§ LISTE DES CONSIGNES
a: Résumez en deux phrases l'extrait sur la lecture.
b: Relevez tous les moyens que l'extrait sur la lecture recommande pour commencer à lire.
c: Redonnez le passage de l'extrait sur la lecture allant de «Je leur dirais» à «et des images.», en substituant «illustrations» à «images».

§ EXTRAIT SOURCE
------
Je leur dirais de commencer avec des images et en suivant du doigt ! Pourquoi les gens ne lisent pas beaucoup ? Parce qu’ils ont des problèmes de lecture ! Quand on voit les dégâts qu’a fait la lecture globale ou semi-globale sur les générations d’enfants que des crétins ont imposée… On devrait leur mettre le nez dedans jusqu’à ce qu’ils étouffent ! Il y a beaucoup d’enfants qui ont des problèmes de lecture et quand on a un problème de lecture dès l’enfance, c’est très dur ensuite de s’en sortir. On peut déchiffrer, mais on ne prend pas de plaisir. Il faut commencer avec des gros caractères et des images.
Avec quel auteur souhaiteriez-vous dîner et que lui diriez-vous ?
------
§ DONNÉES BRUTES
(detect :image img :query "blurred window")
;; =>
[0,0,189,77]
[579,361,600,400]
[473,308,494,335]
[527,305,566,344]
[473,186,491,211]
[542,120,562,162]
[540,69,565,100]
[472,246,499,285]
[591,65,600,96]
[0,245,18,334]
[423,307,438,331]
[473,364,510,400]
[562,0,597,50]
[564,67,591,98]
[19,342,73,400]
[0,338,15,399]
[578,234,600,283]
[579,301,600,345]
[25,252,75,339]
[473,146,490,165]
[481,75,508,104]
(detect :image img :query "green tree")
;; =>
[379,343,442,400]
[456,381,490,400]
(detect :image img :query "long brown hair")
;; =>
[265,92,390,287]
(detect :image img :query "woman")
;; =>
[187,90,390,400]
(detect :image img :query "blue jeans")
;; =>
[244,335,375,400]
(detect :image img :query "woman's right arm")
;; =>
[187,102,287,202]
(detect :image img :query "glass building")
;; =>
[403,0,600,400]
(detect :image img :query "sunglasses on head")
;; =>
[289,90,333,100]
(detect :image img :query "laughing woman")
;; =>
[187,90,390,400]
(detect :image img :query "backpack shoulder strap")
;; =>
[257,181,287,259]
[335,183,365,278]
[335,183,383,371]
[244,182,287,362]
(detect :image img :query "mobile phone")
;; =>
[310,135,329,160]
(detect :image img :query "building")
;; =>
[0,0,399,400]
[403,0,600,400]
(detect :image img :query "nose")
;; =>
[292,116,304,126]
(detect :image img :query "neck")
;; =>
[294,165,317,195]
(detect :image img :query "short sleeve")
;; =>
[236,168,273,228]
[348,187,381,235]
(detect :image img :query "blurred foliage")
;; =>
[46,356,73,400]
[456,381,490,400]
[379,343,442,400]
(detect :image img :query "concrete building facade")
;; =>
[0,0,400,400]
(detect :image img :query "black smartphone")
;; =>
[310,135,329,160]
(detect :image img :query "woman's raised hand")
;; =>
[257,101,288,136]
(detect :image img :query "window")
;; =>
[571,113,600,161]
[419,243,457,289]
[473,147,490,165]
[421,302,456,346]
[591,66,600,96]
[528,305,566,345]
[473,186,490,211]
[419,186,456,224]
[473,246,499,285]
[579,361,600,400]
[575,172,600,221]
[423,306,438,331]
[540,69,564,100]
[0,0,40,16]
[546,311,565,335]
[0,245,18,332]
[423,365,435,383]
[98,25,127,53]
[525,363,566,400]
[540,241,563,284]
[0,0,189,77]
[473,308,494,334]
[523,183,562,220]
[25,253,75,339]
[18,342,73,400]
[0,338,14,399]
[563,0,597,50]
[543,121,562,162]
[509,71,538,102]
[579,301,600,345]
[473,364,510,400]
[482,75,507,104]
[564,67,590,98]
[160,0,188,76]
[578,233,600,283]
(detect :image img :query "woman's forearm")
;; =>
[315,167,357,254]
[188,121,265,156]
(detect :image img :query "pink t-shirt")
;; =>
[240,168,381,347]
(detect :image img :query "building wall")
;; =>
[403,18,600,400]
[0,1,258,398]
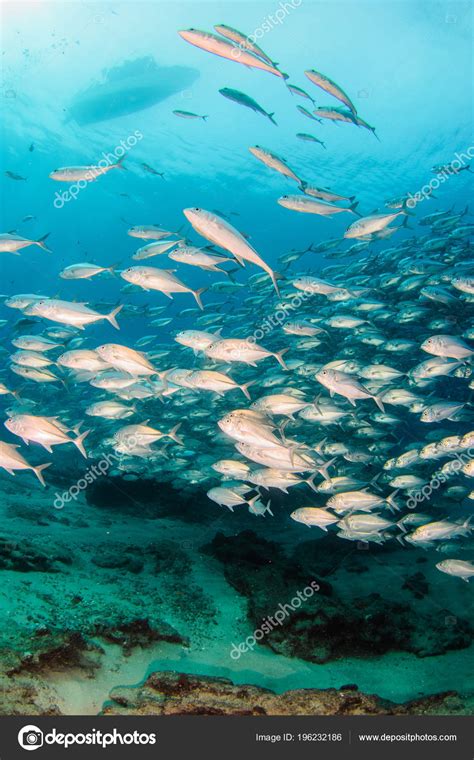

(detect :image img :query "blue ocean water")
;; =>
[0,0,474,710]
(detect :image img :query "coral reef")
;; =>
[205,531,473,663]
[103,672,470,715]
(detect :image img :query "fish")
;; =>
[120,266,206,310]
[277,195,359,216]
[173,110,209,121]
[59,262,115,280]
[4,414,90,459]
[344,210,407,238]
[214,24,278,67]
[0,441,52,488]
[304,69,357,117]
[290,507,339,533]
[183,208,280,295]
[219,87,277,126]
[0,232,51,253]
[140,161,165,179]
[24,298,123,330]
[436,559,474,583]
[49,156,125,182]
[286,82,316,105]
[178,28,288,80]
[296,106,323,124]
[296,132,326,150]
[249,145,306,187]
[5,171,28,182]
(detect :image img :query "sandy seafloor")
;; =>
[0,474,474,715]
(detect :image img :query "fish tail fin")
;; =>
[305,472,318,493]
[273,347,290,370]
[349,201,362,217]
[239,380,256,401]
[385,488,400,512]
[111,153,127,171]
[32,462,53,488]
[226,267,239,282]
[462,515,473,531]
[105,304,123,330]
[317,457,337,480]
[372,395,385,412]
[73,430,91,459]
[104,261,122,277]
[268,270,280,298]
[400,217,414,230]
[168,422,184,446]
[35,232,51,253]
[192,288,207,311]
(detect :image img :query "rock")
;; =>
[96,618,188,652]
[203,531,473,663]
[102,671,470,715]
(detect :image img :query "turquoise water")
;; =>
[0,0,474,711]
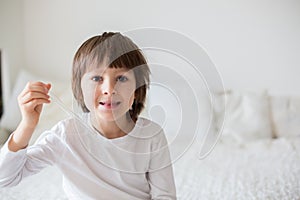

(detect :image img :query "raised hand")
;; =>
[8,82,51,151]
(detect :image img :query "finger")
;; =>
[20,82,51,96]
[19,92,50,104]
[23,99,50,111]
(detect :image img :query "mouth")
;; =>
[99,101,121,109]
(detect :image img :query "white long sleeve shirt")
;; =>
[0,114,176,200]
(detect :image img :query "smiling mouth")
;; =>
[99,101,121,109]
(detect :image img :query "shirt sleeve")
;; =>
[0,122,65,187]
[148,131,176,200]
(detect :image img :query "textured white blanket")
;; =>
[0,138,300,200]
[175,138,300,200]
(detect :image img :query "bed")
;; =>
[0,68,300,200]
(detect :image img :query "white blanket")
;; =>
[175,138,300,200]
[0,138,300,200]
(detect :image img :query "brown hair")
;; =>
[72,32,150,121]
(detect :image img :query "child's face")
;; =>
[81,67,136,121]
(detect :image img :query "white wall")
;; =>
[0,0,300,95]
[0,0,25,90]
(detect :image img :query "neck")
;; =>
[91,116,135,139]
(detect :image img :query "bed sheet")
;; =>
[174,138,300,200]
[0,138,300,200]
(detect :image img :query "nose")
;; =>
[101,80,116,95]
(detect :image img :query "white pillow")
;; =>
[216,91,273,144]
[270,96,300,137]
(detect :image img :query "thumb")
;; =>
[46,83,51,90]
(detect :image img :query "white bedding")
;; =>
[0,138,300,200]
[175,138,300,200]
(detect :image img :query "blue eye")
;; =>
[117,76,128,82]
[92,76,102,82]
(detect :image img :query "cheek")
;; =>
[81,80,96,110]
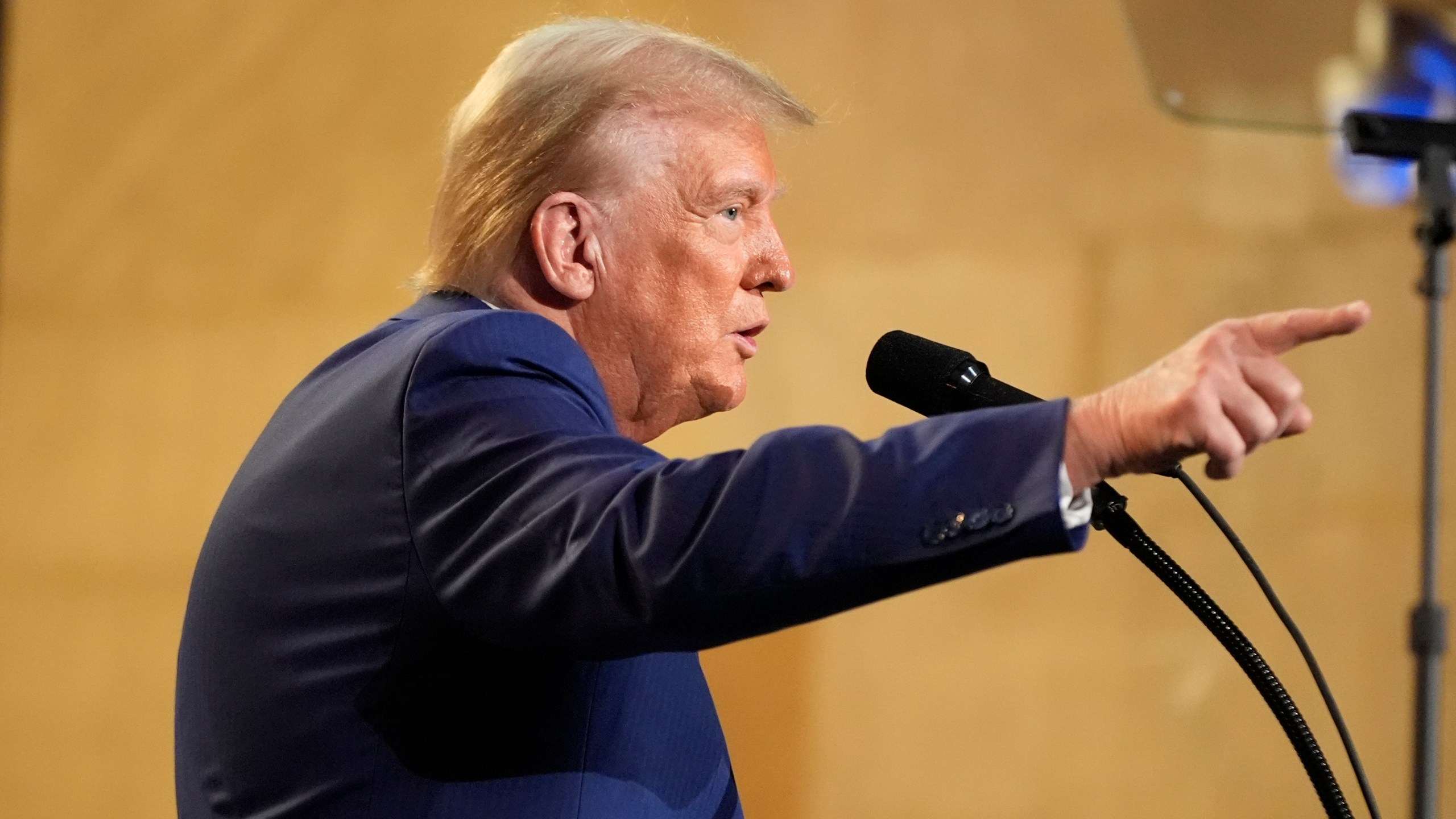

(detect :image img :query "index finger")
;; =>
[1245,301,1370,355]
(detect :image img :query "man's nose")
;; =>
[744,223,793,293]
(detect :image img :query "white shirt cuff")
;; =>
[1057,464,1092,529]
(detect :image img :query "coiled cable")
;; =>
[1168,466,1380,819]
[1092,482,1354,819]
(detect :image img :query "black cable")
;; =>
[1092,482,1354,819]
[1170,466,1380,819]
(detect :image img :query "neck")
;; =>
[471,275,674,443]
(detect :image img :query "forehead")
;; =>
[602,109,776,201]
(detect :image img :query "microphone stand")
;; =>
[1339,111,1456,819]
[1411,144,1453,819]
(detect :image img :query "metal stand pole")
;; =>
[1411,146,1453,819]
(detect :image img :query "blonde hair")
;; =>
[413,18,814,296]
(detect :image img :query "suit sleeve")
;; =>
[402,309,1086,660]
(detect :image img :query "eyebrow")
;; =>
[713,182,788,202]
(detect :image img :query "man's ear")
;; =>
[531,191,601,301]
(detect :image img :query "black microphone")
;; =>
[865,329,1041,415]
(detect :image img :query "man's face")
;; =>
[578,114,793,440]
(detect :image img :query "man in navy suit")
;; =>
[176,14,1367,819]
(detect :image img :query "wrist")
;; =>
[1061,395,1114,493]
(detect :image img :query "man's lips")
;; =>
[728,322,769,358]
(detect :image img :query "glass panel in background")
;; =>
[1123,0,1456,205]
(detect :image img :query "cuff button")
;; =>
[964,508,991,532]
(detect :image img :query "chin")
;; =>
[697,365,748,415]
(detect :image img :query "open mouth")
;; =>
[728,322,769,358]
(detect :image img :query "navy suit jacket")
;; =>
[176,295,1085,819]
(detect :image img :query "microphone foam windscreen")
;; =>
[865,329,973,415]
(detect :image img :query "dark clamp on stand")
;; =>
[1341,111,1456,819]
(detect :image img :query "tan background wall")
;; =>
[0,0,1433,819]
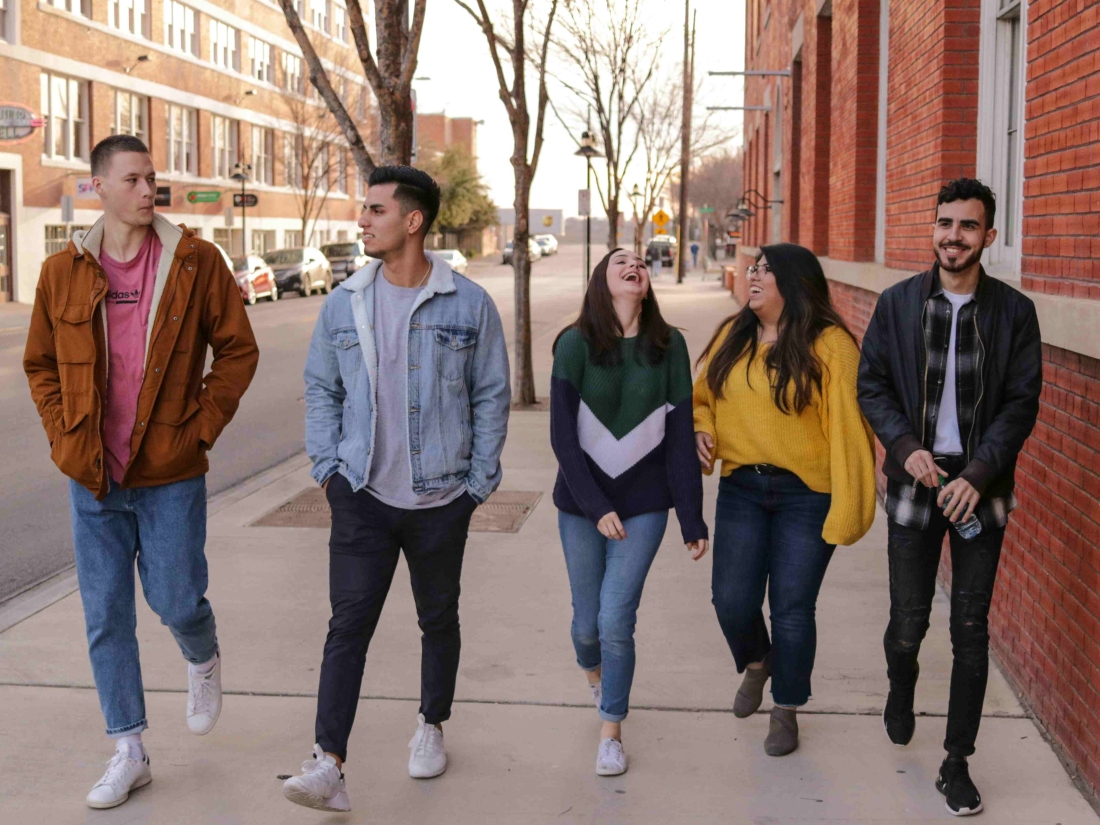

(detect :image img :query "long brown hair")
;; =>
[553,246,672,366]
[699,243,855,414]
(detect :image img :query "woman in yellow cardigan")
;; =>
[694,243,875,756]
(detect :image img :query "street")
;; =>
[0,246,596,602]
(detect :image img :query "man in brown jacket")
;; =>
[23,135,260,807]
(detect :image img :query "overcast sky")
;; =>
[415,0,745,217]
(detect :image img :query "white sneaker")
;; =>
[187,653,221,736]
[596,738,626,777]
[283,745,351,811]
[409,713,447,779]
[86,744,153,807]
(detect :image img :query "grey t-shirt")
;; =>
[366,268,466,510]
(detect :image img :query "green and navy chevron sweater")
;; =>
[550,328,707,542]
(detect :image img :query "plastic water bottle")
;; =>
[939,475,981,541]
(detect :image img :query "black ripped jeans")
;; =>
[883,509,1004,757]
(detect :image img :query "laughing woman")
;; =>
[694,243,875,756]
[550,250,707,777]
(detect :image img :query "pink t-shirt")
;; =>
[99,230,161,483]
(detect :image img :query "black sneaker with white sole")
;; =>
[936,757,981,816]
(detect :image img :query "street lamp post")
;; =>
[229,162,252,255]
[573,129,603,289]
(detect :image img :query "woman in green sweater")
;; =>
[550,250,707,776]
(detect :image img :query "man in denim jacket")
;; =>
[284,166,512,811]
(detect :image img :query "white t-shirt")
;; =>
[932,289,974,455]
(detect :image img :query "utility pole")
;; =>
[677,0,695,284]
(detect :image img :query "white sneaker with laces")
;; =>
[283,745,351,811]
[86,744,153,807]
[187,653,221,736]
[596,738,626,777]
[409,713,447,779]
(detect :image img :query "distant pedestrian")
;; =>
[695,243,875,756]
[859,178,1043,815]
[283,166,512,811]
[550,249,707,776]
[23,135,260,809]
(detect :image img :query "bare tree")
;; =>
[279,0,427,172]
[554,0,655,249]
[454,0,559,405]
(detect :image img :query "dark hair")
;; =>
[367,166,442,234]
[553,246,672,366]
[699,243,855,414]
[936,177,997,231]
[91,134,149,176]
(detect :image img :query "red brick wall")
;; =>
[886,0,980,270]
[1022,0,1100,299]
[829,0,881,261]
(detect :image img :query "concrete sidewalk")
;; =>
[0,278,1100,825]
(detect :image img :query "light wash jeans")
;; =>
[558,510,669,722]
[69,475,218,738]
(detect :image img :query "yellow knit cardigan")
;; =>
[694,327,875,545]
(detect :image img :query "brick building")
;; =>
[0,0,373,303]
[733,0,1100,789]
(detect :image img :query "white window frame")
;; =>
[164,103,199,175]
[210,114,240,178]
[210,18,241,72]
[164,0,199,57]
[249,37,275,84]
[40,72,90,161]
[977,0,1029,277]
[107,0,149,37]
[111,89,149,146]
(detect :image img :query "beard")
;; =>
[936,246,985,273]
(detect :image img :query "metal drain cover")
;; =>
[251,487,542,532]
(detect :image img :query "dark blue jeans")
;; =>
[711,468,835,707]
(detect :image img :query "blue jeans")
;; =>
[558,510,669,722]
[711,468,836,707]
[69,475,218,737]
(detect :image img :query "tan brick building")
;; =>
[733,0,1100,788]
[0,0,373,303]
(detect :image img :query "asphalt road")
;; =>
[0,246,596,602]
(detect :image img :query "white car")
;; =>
[436,250,470,275]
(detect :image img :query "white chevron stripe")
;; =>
[576,399,675,479]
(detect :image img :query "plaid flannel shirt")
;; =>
[887,281,1016,530]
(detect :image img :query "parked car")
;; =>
[321,241,371,284]
[264,246,332,298]
[230,255,278,307]
[502,238,542,264]
[535,235,558,255]
[436,250,470,275]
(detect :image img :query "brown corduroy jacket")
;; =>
[23,216,260,498]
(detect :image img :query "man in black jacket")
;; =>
[859,178,1043,815]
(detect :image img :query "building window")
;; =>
[42,72,88,161]
[332,6,348,43]
[249,37,275,84]
[111,89,149,146]
[210,114,237,177]
[283,52,306,95]
[252,127,275,185]
[164,0,199,57]
[50,0,91,18]
[210,20,241,69]
[107,0,149,37]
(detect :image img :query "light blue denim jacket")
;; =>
[305,252,512,502]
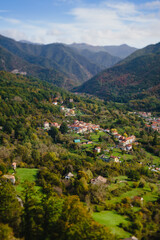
------
§ RÉSULTATS DE L'EXERCICE
a: Beaucoup d'enfants ont des problèmes de lecture, notamment à cause de la lecture globale ou semi-globale. Or une difficulté présente dès l'enfance est très dure à surmonter et empêche de prendre plaisir à lire, d'où le conseil de commencer avec des images, des gros caractères et en suivant du doigt.

b:
- des images
- en suivant du doigt
- des gros caractères

c:
Je leur dirais de commencer avec des illustrations et en suivant du doigt ! Pourquoi les gens ne lisent pas beaucoup ? Parce qu’ils ont des problèmes de lecture ! Quand on voit les dégâts qu’a fait la lecture globale ou semi-globale sur les générations d’enfants que des crétins ont imposée… On devrait leur mettre le nez dedans jusqu’à ce qu’ils étouffent ! Il y a beaucoup d’enfants qui ont des problèmes de lecture et quand on a un problème de lecture dès l’enfance, c’est très dur ensuite de s’en sortir. On peut déchiffrer, mais on ne prend pas de plaisir. Il faut commencer avec des gros caractères et des illustrations.